*** Opening MATERIALS PROVIDED ***
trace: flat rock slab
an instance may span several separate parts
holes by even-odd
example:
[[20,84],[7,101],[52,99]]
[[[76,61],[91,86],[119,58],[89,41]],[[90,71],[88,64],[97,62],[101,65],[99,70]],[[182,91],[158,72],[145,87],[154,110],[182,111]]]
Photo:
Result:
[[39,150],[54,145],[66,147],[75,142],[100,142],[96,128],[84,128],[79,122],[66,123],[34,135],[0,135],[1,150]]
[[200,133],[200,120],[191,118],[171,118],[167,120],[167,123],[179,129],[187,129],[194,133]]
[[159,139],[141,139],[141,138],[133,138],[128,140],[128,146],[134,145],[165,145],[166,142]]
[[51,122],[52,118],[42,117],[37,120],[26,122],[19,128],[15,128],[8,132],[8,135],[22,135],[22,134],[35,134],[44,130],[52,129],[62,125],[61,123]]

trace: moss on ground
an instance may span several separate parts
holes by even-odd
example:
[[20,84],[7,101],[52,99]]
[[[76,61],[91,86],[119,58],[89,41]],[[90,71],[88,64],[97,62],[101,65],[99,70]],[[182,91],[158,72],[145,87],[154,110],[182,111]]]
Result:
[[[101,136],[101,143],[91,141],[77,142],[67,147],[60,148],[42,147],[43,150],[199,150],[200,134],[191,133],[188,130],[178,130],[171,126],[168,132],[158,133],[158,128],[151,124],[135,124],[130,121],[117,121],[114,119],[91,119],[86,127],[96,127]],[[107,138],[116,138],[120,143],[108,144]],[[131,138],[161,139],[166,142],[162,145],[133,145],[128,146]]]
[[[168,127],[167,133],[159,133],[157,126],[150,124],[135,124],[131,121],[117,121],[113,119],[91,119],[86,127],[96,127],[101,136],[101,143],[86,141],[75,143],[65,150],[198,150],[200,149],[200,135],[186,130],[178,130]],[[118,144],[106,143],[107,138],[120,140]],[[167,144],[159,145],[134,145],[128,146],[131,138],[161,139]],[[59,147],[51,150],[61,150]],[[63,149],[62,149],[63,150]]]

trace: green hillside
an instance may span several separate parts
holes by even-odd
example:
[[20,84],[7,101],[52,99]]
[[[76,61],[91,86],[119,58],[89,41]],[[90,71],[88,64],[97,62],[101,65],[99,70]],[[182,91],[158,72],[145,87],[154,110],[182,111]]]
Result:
*** Closing MATERIALS PROVIDED ***
TASK TO CARRY OUT: Line by line, give the material above again exactly.

ANSWER:
trace: flat rock slab
an instance may span several separate parts
holes by even-odd
example:
[[20,84],[7,101],[52,99]]
[[[76,61],[91,86],[119,58],[89,41]],[[90,71],[88,64],[97,62],[101,65],[99,70]],[[182,91],[158,72],[145,87],[154,110],[182,111]]]
Photo:
Result:
[[39,150],[54,145],[66,147],[75,142],[100,142],[96,128],[84,128],[79,122],[66,123],[34,135],[0,135],[1,150]]
[[200,133],[200,120],[191,118],[171,118],[167,120],[167,123],[179,129],[187,129],[194,133]]
[[159,139],[141,139],[141,138],[133,138],[128,140],[128,146],[134,145],[165,145],[166,142]]
[[51,122],[52,118],[42,117],[37,120],[26,122],[19,128],[15,128],[8,132],[8,135],[22,135],[22,134],[35,134],[44,130],[52,129],[62,125],[61,123]]

trace: moss on ground
an instance may span several separate parts
holes by even-odd
example:
[[20,84],[7,101],[52,99]]
[[[76,61],[91,86],[119,58],[89,41]],[[90,71],[88,64],[97,62],[101,65],[99,70]],[[182,91],[158,72],[145,87],[154,110],[182,111]]]
Result:
[[[101,136],[101,143],[91,141],[77,142],[67,147],[60,148],[42,147],[43,150],[199,150],[200,134],[191,133],[188,130],[178,130],[171,126],[168,132],[158,133],[158,128],[151,124],[135,124],[130,121],[117,121],[114,119],[91,119],[86,127],[96,127]],[[107,138],[116,138],[120,143],[108,144]],[[131,138],[161,139],[166,142],[162,145],[133,145],[128,146]]]
[[[168,127],[167,133],[159,133],[157,126],[150,124],[135,124],[131,121],[117,121],[113,119],[91,119],[86,127],[96,127],[101,136],[101,143],[86,141],[75,143],[65,150],[198,150],[200,149],[200,135],[186,130],[178,130]],[[118,144],[106,143],[107,138],[120,140]],[[167,144],[159,145],[134,145],[128,146],[131,138],[161,139]],[[59,147],[51,150],[61,150]],[[63,149],[62,149],[63,150]]]

trace: green hillside
an instance may span several separate parts
holes by even-odd
example:
[[20,84],[7,101],[52,99]]
[[[76,61],[91,86],[119,58],[89,41]],[[90,71],[88,64],[97,62],[101,65],[99,70]],[[182,91],[158,72],[145,87],[154,110],[182,111]]]
Result:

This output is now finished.